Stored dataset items
▶

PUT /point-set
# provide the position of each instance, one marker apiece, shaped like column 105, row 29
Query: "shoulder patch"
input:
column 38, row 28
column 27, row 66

◀

:: Exercise description ::
Reproduce every line of the entries above word for word, without changing anything.

:: Full response ::
PUT /point-set
# provide the position of each instance, one marker apiece, shaped like column 105, row 29
Query: "shoulder patch"
input:
column 38, row 28
column 27, row 66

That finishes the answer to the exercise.